**Exercise aim:**
Copy everything in the data below exactly except the pictures.

[BEGIN Supplied records]

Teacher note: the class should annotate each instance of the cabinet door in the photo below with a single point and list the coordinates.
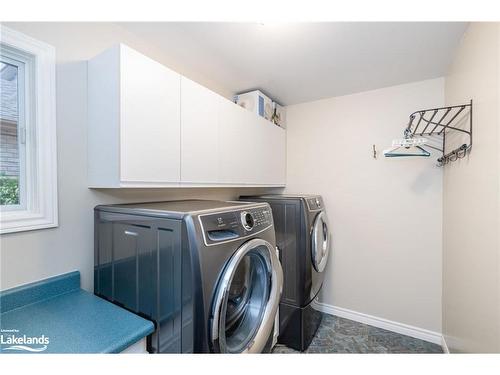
(271, 154)
(236, 144)
(149, 120)
(199, 133)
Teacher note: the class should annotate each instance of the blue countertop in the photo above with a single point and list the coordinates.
(56, 316)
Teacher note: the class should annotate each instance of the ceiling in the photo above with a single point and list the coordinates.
(300, 62)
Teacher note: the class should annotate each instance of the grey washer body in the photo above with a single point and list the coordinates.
(295, 218)
(159, 261)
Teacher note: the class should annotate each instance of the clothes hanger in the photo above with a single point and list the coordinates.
(407, 147)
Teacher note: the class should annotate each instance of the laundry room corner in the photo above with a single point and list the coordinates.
(379, 209)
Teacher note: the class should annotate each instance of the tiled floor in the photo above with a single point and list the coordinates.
(338, 335)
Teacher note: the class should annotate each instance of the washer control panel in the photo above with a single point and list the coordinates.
(230, 225)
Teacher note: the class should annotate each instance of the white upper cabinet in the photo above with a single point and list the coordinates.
(134, 120)
(236, 145)
(150, 127)
(150, 120)
(199, 133)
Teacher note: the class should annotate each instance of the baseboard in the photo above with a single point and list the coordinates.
(404, 329)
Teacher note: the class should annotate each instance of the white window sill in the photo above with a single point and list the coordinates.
(19, 221)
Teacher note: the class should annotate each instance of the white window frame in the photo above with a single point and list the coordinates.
(40, 194)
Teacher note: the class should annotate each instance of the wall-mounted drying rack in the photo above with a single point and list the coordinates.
(437, 121)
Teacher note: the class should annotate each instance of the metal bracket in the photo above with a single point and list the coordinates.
(448, 119)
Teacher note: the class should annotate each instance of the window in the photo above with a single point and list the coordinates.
(28, 184)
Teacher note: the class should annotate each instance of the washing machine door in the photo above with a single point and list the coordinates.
(320, 245)
(247, 299)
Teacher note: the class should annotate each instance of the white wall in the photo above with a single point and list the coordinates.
(35, 255)
(471, 258)
(385, 214)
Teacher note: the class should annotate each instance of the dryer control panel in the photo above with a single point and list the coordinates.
(230, 225)
(315, 203)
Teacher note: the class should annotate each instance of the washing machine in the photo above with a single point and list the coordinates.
(303, 240)
(205, 272)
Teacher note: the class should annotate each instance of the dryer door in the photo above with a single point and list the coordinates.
(320, 245)
(247, 299)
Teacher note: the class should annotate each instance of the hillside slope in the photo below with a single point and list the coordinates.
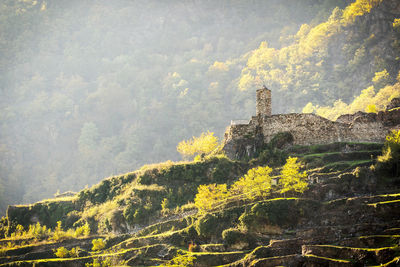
(348, 216)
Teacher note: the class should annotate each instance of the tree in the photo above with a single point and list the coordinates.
(210, 196)
(256, 183)
(202, 145)
(291, 178)
(391, 151)
(371, 109)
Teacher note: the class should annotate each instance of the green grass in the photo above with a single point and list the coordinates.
(351, 248)
(384, 202)
(328, 259)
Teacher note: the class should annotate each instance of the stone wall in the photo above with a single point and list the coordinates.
(263, 103)
(309, 129)
(243, 140)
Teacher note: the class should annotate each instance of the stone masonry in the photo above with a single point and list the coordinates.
(243, 140)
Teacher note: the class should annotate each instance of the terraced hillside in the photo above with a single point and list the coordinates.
(348, 216)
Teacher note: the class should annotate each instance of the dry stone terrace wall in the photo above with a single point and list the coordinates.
(307, 129)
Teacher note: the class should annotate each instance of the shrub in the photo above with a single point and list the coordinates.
(206, 225)
(83, 230)
(62, 252)
(390, 158)
(233, 235)
(98, 244)
(256, 183)
(39, 232)
(291, 178)
(210, 196)
(181, 259)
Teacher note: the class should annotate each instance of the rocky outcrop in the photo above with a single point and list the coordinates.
(310, 129)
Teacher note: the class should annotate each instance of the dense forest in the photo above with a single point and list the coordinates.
(89, 89)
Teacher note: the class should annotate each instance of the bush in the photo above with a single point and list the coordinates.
(83, 230)
(98, 244)
(62, 252)
(181, 259)
(206, 225)
(232, 236)
(210, 196)
(390, 159)
(39, 232)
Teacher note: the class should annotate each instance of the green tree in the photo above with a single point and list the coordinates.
(210, 196)
(391, 151)
(181, 260)
(291, 178)
(255, 184)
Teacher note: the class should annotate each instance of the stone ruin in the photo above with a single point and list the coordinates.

[END Supplied records]

**Solution for this problem:**
Teacher note: the class should annotate each instance of the cabinet door in the photo below with a single point and list the coordinates.
(271, 154)
(236, 144)
(149, 120)
(199, 133)
Teacher note: the class should annotate each instance of the blue countertop in the photo above with a single point and list the coordinates.
(56, 316)
Teacher note: the class should annotate each instance of the ceiling in the photo above with a single point and list the coordinates.
(300, 62)
Teacher note: the class should annotate each instance of the grey washer body in the photo above with a single point and list the coordinates.
(295, 218)
(159, 261)
Teacher note: the class should annotate each instance of the clothes hanger in the photo above with a single point and list the coordinates.
(407, 147)
Teacher note: the class should annotate each instance of the laundry room corner in the photo above with a single point and list the coordinates.
(379, 209)
Teacher note: the class should annotate each instance of the tiled floor in the photo above with a single point and list the coordinates.
(338, 335)
Teacher note: the class should annotate each instance of the washer control panel in the photo above with a single point and list the coordinates.
(230, 225)
Teacher note: the class should annotate each instance of the white upper cabinet in the photo above with a single point and list the coordinates.
(134, 120)
(236, 145)
(150, 127)
(150, 120)
(199, 133)
Teacher note: the class should annotate each instance of the baseboard in the photo above with a single point and list the coordinates.
(404, 329)
Teacher note: the class should annotate each instance of the white window sill in the photo above with a single point and list the coordinates.
(19, 221)
Teacher note: the class should annotate each instance of the white window frame in the photo above with a single point and list the coordinates.
(40, 194)
Teacher note: the class should annotate each instance of the wall-mounted drying rack in the photo above with a single point and list the coordinates.
(437, 121)
Teacher note: the class should annotate each instance of the metal bracket in the photo above with a single point and list the coordinates.
(448, 119)
Teacher note: the class should annotate each instance of the window in the photo above with a single point and list the coordinates.
(28, 184)
Teacher note: the class should annotate each instance of the washing machine door in the photo above with a single point and list the coordinates.
(320, 245)
(247, 299)
Teacher note: the class should annotate each instance of the white wall in the photo above with a single point and list the coordinates.
(35, 255)
(471, 258)
(385, 214)
Teacher note: the class should annotate each instance of the dryer control panel in the photo above with a single point and list the coordinates.
(230, 225)
(315, 203)
Teacher note: the class should annotate each instance of the washing machine in the photo above with a single point and list the coordinates.
(303, 240)
(205, 272)
Teacher note: the class should annotate each instance of the dryer door in the photo above with a single point and list the coordinates.
(320, 245)
(247, 299)
Teacher note: the class should annotate each instance of the hillside slope in the photo below with a single point and list the coordinates.
(348, 216)
Teacher note: the class should annotate each instance of the tree in the photo above with a single point and list the coordinates.
(210, 196)
(256, 183)
(202, 145)
(291, 178)
(391, 151)
(371, 109)
Teacher note: the class should annotate each instance of the green grass in the photo above with a single point and list the coordinates.
(351, 248)
(384, 202)
(328, 259)
Teacher note: the class should annotate each instance of the stone wall in the photo above with a single point and list the coordinates.
(263, 103)
(309, 129)
(243, 140)
Teacher note: the class should annotate each instance of the stone masonry in the photo above with a single point and list the coordinates.
(243, 140)
Teacher note: the class should annotate each instance of the terraced hillside in the photo above with a single point and list the coordinates.
(348, 216)
Teacher note: the class should annotate each instance of the dry stone terrace wall in the photo above with a single point and list the coordinates.
(307, 129)
Teacher note: the class should annotate each instance of the shrub in the photo above with a single point and list the coordinates.
(206, 225)
(83, 230)
(62, 252)
(390, 158)
(233, 235)
(98, 244)
(256, 183)
(39, 232)
(291, 178)
(210, 196)
(181, 259)
Teacher note: the class should annotate each instance of the rocky outcrop in the photo above with a single point and list the coordinates.
(310, 129)
Teacher note: the class should annotate each instance of the dense forest in the photo above with a single point and list the coordinates.
(89, 89)
Teacher note: the class should annotate each instance of the bush in the photo above with a single point and list the coordinates.
(83, 230)
(98, 244)
(62, 252)
(181, 259)
(206, 225)
(232, 236)
(210, 196)
(390, 159)
(39, 232)
Teacher note: the class should annotate each instance of the green tree in the photo above with a single point and list the coordinates.
(210, 196)
(391, 151)
(181, 260)
(291, 178)
(255, 184)
Teacher note: the class should annotate each instance of the stone ruin in the photo above with a single point and list the coordinates.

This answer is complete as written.